### GIVEN PROBLEM:
Can you update the entries from the line containing "target: seagull" down to the line containing "198], [73, 196]]", changing "even-odd rule" to "nonzero winding rule" and leaving everything else in those lines unchanged?

### RECORDS SHOWN:

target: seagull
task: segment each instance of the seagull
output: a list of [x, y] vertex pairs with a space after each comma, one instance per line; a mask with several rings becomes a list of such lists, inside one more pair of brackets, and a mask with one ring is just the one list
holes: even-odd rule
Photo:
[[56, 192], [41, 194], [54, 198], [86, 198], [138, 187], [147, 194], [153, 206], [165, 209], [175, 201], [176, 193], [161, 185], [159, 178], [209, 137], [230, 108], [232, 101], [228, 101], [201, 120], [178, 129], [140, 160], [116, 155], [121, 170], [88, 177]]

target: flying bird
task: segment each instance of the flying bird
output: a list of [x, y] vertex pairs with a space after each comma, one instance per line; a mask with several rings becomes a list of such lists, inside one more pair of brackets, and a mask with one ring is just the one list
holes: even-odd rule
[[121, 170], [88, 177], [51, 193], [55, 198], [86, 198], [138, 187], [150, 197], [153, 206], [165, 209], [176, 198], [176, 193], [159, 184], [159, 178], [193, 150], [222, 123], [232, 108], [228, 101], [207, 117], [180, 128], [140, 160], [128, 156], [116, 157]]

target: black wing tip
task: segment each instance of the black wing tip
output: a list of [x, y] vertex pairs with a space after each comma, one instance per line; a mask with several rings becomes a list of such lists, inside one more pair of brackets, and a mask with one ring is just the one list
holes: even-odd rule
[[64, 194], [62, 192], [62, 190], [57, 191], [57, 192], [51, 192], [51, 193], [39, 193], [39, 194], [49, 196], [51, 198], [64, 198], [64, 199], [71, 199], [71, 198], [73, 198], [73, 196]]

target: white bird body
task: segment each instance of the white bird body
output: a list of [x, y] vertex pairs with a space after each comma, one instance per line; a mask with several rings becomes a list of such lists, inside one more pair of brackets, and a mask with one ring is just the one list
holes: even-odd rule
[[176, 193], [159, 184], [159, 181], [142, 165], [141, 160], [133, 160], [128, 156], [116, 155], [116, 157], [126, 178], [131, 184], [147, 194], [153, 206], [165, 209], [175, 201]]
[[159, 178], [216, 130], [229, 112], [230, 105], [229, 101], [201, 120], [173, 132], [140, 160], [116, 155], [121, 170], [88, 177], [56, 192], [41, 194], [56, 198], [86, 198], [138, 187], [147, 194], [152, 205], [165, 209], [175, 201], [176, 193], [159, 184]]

==

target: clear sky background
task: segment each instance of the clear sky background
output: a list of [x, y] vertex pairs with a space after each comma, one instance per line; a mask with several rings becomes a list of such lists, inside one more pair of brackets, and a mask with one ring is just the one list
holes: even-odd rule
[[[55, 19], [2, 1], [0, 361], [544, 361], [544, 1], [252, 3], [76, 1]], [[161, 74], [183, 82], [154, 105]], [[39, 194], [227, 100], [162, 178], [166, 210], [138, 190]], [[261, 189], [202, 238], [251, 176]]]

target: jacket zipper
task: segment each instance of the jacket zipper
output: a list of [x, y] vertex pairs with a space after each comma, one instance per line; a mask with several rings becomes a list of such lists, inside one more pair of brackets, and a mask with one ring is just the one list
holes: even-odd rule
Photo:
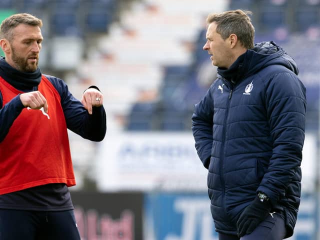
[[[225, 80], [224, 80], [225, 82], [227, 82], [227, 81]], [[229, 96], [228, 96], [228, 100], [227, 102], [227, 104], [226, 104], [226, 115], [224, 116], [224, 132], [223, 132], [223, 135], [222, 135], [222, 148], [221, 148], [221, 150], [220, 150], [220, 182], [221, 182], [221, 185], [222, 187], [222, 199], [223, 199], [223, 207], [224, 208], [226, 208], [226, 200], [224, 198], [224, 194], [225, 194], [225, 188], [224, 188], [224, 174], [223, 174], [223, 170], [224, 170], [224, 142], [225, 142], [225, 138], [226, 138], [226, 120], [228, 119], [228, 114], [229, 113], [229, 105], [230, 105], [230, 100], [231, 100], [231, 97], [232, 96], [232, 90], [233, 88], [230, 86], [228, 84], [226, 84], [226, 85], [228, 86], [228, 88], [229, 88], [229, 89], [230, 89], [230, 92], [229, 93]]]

### ANSWER TO THIS EXERCISE:
target: seagull
task: segment each instance of the seagull
output: a list of [x, y] vertex pairs with a space after each comma, one instance per line; a mask with several rings becomes a list of such lists, inside one more pair of brackets, and a mask with one ring is just the one list
holes: nonzero winding rule
Photo:
[[56, 192], [41, 194], [54, 198], [86, 198], [138, 187], [147, 194], [153, 206], [165, 209], [175, 201], [176, 193], [161, 185], [159, 178], [209, 137], [230, 108], [232, 101], [228, 101], [201, 120], [178, 129], [140, 160], [116, 155], [121, 170], [88, 177]]

target: flying bird
task: segment each instance of the flying bird
output: a list of [x, y] vertex pairs with a space after each comma, one instance per line; a mask with several rings becomes a list of such lists, inside one more pair of brackets, and a mask with one ring is just the one list
holes: nonzero winding rule
[[121, 170], [88, 177], [51, 193], [55, 198], [86, 198], [138, 187], [150, 197], [153, 206], [165, 209], [176, 198], [176, 193], [159, 184], [159, 178], [193, 150], [222, 123], [232, 108], [228, 101], [207, 117], [180, 128], [140, 160], [128, 156], [116, 157]]

target: black wing tip
task: segment each instance of the black wing tip
output: a list of [x, y] vertex pairs with a space after each comma, one instance per line; a mask with several rings becomes a list of such lists, inside one more pair of brackets, and a mask with one ring is just the one list
holes: nonzero winding rule
[[64, 194], [62, 192], [62, 190], [57, 191], [57, 192], [51, 192], [51, 193], [39, 193], [39, 194], [49, 196], [51, 198], [64, 198], [64, 199], [71, 199], [71, 198], [73, 198], [73, 196]]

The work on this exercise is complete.